Copy out every line below word for word, without altering anything.

* Begin Data lines *

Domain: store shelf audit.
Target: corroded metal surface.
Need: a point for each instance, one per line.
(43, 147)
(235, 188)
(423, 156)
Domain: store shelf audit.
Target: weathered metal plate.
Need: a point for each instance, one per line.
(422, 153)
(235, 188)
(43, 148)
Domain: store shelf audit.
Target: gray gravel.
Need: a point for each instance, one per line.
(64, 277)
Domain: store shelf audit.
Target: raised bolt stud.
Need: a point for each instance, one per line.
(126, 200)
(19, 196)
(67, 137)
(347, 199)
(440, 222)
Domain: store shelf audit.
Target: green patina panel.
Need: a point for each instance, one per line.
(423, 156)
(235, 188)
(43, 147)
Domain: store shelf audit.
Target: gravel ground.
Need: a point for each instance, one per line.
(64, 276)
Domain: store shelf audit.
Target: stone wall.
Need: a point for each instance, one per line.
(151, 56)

* End Data lines *

Written solution
Domain: store shelf audit.
Target: corroded metal surface.
Need: a point for each instance, one per line.
(43, 147)
(235, 188)
(423, 156)
Domain: store shelf audit.
Target: weathered metal plate.
Need: a point for each instance, one per line.
(422, 153)
(235, 188)
(43, 148)
Domain: store shelf audit.
Target: gray gravel.
Need: a point for each instance, one per line.
(64, 277)
Domain: store shelf audit.
Target: raised bolt stud.
Need: a point for each instance, one per line.
(126, 200)
(19, 196)
(67, 137)
(347, 199)
(440, 222)
Domain: store shelf audit.
Target: green patina panel.
Need: a point for each instance, one per line.
(423, 156)
(235, 188)
(43, 147)
Domain: store shelf audit.
Target: gravel ground.
Need: a point for each instance, one per line.
(64, 276)
Domain: store shelf audit.
Target: stone wall.
Need: a point for each instance, one per line.
(151, 56)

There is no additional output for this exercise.